======== Records for the exercise
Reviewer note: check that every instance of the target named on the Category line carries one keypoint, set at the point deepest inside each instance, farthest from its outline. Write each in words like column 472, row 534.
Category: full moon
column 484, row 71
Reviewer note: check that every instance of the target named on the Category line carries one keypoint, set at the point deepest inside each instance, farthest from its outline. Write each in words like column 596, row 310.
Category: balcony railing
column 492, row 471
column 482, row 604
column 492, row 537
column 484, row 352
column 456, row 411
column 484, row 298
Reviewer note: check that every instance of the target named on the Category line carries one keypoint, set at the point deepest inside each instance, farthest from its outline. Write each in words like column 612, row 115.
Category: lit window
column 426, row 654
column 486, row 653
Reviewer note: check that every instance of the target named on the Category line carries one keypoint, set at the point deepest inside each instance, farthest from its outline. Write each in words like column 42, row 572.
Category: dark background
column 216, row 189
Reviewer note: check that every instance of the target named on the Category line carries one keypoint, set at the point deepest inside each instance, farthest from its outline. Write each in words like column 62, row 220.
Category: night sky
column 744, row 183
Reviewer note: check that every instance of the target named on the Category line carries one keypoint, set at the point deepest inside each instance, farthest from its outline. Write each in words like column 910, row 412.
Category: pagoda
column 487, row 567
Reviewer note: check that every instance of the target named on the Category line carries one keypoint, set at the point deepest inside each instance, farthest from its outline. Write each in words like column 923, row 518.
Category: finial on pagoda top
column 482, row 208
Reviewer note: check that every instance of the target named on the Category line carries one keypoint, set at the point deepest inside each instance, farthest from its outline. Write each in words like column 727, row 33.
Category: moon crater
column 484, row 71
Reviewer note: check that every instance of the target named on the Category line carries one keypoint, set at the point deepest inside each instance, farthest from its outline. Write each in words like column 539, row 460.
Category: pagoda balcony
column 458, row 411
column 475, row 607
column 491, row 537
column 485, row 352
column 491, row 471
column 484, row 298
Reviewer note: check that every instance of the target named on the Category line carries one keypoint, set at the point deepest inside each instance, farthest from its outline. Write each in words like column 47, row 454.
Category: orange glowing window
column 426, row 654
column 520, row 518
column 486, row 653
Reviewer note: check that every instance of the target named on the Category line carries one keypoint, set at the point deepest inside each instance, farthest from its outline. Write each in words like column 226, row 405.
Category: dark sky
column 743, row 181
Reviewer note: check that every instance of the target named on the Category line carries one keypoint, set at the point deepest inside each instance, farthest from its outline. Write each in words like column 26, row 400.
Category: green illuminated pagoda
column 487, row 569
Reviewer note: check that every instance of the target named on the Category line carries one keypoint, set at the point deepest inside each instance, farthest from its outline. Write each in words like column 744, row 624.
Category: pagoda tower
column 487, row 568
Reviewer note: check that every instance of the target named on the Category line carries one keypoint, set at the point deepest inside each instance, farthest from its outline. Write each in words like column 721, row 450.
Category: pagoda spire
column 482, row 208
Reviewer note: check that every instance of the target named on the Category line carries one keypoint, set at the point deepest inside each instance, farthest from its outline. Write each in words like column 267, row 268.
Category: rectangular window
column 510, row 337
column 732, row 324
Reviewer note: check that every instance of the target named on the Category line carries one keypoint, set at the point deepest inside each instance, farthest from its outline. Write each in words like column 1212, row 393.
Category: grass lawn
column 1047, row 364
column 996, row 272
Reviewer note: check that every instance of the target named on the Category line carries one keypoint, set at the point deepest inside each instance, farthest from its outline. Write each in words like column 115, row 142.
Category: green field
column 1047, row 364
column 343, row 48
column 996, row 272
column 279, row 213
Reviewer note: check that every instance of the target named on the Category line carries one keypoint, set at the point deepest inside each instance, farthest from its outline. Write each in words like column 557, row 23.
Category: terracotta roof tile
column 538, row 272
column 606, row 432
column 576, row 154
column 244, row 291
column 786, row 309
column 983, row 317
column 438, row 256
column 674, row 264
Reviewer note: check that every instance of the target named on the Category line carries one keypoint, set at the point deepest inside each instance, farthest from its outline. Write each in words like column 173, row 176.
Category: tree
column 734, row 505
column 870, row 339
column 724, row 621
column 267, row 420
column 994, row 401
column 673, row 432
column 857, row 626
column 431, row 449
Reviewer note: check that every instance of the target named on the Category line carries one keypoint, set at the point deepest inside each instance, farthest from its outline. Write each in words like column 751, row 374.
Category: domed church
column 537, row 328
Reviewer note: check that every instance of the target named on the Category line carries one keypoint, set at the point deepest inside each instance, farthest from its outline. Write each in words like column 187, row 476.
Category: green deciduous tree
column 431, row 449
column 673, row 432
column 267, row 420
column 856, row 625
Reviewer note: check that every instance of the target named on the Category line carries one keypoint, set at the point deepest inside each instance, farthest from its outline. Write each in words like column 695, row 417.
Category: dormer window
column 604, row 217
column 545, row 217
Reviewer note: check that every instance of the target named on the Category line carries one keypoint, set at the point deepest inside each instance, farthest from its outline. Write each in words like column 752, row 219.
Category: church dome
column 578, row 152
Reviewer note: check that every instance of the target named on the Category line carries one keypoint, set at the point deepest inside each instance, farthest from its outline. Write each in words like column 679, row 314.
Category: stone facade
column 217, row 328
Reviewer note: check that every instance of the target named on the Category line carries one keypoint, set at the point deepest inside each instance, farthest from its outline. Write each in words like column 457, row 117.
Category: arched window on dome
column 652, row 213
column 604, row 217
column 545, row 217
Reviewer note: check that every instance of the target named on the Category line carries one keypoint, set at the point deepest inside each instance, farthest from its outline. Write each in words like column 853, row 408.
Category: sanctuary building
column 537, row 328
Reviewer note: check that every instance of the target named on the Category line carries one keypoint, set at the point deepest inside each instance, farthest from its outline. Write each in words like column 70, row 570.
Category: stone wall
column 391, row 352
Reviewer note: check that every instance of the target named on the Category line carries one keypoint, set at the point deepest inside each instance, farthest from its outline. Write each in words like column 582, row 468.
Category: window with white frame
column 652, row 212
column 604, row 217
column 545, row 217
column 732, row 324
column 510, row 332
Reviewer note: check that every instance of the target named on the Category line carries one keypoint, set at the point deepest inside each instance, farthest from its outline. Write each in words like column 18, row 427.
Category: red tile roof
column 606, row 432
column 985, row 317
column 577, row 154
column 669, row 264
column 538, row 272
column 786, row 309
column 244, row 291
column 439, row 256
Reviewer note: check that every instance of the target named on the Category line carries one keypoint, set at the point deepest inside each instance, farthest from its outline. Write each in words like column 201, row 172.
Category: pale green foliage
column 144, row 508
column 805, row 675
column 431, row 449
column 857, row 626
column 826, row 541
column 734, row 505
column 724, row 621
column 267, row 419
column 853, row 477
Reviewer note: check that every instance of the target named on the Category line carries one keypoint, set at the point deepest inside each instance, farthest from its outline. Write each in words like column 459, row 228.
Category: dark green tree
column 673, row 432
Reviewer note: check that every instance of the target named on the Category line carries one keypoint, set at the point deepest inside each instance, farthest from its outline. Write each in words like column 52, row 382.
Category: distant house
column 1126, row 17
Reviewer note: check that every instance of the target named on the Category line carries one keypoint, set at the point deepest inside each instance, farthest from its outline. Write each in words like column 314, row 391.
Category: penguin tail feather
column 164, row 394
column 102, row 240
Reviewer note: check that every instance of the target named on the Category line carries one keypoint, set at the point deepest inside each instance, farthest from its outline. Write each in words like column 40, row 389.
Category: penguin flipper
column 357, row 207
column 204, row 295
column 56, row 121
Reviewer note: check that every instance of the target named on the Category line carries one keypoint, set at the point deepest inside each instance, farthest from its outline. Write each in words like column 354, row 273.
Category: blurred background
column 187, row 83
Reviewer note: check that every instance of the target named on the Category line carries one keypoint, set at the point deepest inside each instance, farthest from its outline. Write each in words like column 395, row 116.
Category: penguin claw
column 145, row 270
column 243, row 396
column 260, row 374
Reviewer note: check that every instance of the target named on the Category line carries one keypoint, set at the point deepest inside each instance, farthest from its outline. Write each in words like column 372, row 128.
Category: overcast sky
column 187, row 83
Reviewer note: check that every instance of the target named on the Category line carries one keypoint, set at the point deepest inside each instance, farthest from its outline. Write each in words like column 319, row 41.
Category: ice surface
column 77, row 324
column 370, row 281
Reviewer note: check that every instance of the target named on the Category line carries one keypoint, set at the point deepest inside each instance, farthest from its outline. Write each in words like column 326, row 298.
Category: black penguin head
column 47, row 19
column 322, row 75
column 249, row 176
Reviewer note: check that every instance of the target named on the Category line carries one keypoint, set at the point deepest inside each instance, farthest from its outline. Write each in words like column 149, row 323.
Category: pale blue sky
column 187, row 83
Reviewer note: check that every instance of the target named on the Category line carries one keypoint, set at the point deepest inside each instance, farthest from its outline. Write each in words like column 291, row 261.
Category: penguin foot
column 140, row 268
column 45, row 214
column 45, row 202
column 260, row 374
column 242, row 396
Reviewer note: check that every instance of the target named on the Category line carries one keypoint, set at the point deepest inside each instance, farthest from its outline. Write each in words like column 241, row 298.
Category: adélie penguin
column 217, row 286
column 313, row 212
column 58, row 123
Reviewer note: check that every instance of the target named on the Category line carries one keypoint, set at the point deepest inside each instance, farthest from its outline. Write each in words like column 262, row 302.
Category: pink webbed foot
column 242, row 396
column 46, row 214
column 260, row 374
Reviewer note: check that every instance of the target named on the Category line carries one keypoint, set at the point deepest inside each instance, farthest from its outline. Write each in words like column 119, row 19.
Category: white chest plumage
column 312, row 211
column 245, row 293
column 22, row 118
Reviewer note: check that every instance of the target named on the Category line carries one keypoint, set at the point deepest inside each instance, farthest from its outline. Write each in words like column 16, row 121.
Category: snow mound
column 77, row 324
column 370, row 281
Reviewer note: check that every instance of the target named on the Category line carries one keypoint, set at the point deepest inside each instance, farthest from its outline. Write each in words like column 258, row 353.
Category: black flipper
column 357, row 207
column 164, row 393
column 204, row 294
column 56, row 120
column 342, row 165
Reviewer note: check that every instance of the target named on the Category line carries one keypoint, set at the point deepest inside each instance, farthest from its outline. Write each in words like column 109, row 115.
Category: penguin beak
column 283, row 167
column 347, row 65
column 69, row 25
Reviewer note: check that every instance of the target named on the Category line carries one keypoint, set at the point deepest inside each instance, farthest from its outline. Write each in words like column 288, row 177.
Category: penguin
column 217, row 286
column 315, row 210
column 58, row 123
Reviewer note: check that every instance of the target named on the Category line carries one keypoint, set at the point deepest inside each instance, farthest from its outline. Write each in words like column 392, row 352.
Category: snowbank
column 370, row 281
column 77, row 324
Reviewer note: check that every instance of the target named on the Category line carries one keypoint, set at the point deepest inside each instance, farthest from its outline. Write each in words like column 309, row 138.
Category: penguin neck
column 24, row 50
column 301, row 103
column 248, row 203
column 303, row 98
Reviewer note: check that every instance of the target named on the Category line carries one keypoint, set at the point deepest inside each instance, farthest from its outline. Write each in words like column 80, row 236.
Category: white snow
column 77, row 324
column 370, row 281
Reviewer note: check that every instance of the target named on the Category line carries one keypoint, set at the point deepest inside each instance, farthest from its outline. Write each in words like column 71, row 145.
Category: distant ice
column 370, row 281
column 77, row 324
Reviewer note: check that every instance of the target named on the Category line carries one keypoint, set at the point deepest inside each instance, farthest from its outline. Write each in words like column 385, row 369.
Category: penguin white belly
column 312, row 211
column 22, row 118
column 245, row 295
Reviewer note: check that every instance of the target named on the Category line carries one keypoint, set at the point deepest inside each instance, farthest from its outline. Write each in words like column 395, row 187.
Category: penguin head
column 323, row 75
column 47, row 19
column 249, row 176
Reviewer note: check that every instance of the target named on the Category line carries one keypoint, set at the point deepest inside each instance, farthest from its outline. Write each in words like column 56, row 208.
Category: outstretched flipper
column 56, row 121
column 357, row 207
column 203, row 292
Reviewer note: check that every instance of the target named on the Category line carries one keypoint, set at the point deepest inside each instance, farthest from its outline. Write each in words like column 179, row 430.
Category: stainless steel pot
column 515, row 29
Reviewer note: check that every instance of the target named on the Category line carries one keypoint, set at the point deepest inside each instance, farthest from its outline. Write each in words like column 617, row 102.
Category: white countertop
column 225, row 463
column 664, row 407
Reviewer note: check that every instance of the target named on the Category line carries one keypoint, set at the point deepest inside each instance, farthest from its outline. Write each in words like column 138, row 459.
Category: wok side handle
================
Work to complete:
Among the lines above, repeat exactly those from the line with "Category: dormer window" to the line with "752, row 219.", counting both ends.

Output of the task:
Category: dormer window
column 604, row 217
column 545, row 217
Reviewer note: check that every instance of the target named on the Category line carries one keypoint, set at the point deepest inside each instance, farthest from its outline. Write each in words like column 752, row 219.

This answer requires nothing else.